**Short problem**
Repeat all entries exactly.

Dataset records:
⁂

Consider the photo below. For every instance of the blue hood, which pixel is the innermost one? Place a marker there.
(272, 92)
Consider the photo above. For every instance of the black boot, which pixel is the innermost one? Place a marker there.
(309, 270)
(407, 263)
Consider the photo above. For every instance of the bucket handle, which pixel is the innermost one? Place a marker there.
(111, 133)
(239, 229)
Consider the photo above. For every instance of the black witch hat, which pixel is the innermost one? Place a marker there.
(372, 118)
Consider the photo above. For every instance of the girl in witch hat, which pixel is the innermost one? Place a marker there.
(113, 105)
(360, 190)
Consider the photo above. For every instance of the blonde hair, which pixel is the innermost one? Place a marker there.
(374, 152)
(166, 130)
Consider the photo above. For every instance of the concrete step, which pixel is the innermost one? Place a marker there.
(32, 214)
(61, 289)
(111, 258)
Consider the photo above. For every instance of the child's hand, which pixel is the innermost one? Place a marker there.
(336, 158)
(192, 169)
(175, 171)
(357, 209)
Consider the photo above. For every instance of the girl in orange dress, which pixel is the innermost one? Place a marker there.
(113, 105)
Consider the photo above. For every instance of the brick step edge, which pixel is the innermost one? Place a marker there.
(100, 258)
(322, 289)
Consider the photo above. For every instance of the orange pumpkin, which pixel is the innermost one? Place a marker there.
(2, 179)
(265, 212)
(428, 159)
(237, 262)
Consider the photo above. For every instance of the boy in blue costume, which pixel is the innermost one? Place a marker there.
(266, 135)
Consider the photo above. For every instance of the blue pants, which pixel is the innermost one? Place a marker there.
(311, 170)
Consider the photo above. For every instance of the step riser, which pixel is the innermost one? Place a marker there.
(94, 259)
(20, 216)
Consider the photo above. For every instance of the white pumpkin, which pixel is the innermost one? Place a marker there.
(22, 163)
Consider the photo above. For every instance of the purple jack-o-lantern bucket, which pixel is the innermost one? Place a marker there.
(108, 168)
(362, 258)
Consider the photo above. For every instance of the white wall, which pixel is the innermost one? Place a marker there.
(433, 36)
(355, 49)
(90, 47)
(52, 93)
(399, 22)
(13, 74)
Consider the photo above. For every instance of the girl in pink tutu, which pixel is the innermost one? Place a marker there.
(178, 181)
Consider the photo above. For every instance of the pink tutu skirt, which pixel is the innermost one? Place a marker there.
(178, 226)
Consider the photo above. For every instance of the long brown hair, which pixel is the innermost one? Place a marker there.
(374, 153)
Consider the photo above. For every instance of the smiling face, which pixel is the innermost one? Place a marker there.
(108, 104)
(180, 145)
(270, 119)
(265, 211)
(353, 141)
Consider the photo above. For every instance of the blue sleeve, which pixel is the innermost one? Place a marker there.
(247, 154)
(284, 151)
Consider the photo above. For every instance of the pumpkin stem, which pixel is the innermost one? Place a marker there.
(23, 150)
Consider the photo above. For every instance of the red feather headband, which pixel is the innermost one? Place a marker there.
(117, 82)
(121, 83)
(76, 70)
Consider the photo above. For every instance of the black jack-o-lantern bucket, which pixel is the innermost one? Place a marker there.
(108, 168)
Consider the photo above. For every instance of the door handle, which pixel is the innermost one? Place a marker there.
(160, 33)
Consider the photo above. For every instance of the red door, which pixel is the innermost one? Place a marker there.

⁂

**Correct answer**
Consider the photo below. For every instance of the blue hood, which pixel is the innermost one? Place a marker there.
(272, 92)
Consider the photo above. For every instance of the black boot, which pixel is the innermost one? Place a marker there.
(309, 270)
(407, 263)
Consider the photo above. For every instance of the bucket handle, which pixel is the innermost one? Place a marker there.
(111, 133)
(239, 229)
Consider the photo above. For every instance of the black witch hat, which pixel is the innermost one? Place a marker there.
(372, 118)
Consider the photo above. For every instance of the girl in witch hat, which pixel is the innermost one? Place a marker there.
(113, 105)
(360, 190)
Consider the photo above. For every instance of the blonde hair, which pixel is the innermost one? Place a marker there.
(374, 152)
(166, 130)
Consider the photo above. For every instance of the concrete step, which pixel is the innermost one? Place a marker there.
(32, 214)
(61, 289)
(111, 258)
Consider the photo above. For every instance of the child's hand, which pixel is the innermost one? Place a marker there.
(336, 158)
(192, 169)
(175, 171)
(357, 209)
Consider the photo above. For every instance of the girl in orange dress, which pixel is the innermost one? Place a marker there.
(113, 105)
Consider the photo above. For every instance of the brick step edge, which pixel is the innermost one? Place a marker there.
(100, 258)
(322, 289)
Consider the photo above. For every instance of the orange pumpkin, which pixel is the innermost one? Place a marker there.
(2, 179)
(265, 212)
(428, 159)
(237, 262)
Consider the photo above. For every instance of the boy in blue costume, which pixel is the innermost one? Place a marker there.
(266, 135)
Consider the photo above. For every instance of the blue pants, which pixel is the innermost one? Place a marker there.
(311, 170)
Consider the photo above. For every instance of the step riser, which pixel is the innermost one? Place a marker there.
(94, 259)
(20, 216)
Consider the photo above. For every instance of the white pumpkin, which pixel is the innermost one? Place a marker there.
(22, 163)
Consider the photo above. For every instance of the purple jack-o-lantern bucket, which pixel is the innermost one? Place a marker there.
(108, 168)
(362, 258)
Consider the photo above. For every instance of the white wall, which pixel is the innermost one? Place a marker there.
(433, 36)
(355, 49)
(90, 47)
(52, 93)
(399, 22)
(13, 74)
Consider the photo above. For every instance of the girl in pink tutu, which pixel is the innermost one? Place a marker there.
(178, 181)
Consider the photo above. For every instance of the pink tutu skirt, which pixel is the innermost one? Place a marker there.
(178, 226)
Consider the photo above. For every instance of the long brown hair, which pixel is the innermost one? Place a marker there.
(374, 153)
Consider the photo above. For every instance of the smiling face, which pixel is the innermost one? Place a marker there.
(108, 104)
(180, 145)
(270, 119)
(265, 211)
(353, 141)
Consider the photo above. For every instance of the blue sleeve, which pixel is the innermost one? Place a marker there.
(247, 154)
(284, 151)
Consider the photo above. For every instance of the pumpkin stem, which pixel is the innermost one? Place a marker there.
(23, 150)
Consider the photo above. For every instance of the red feather headband, which pixel is the innermost one? Place a marker there.
(117, 82)
(121, 83)
(76, 70)
Consider the photo above. For every instance of the black jack-o-lantern bucket, which pixel is the innermost one? Place a marker there.
(108, 168)
Consider the photo above. For every instance of the door handle, which pixel is the innermost one? Place a marker there.
(160, 33)
Consider the photo above. For every instance of the red door, which pixel is the innermost one? Place a marker there.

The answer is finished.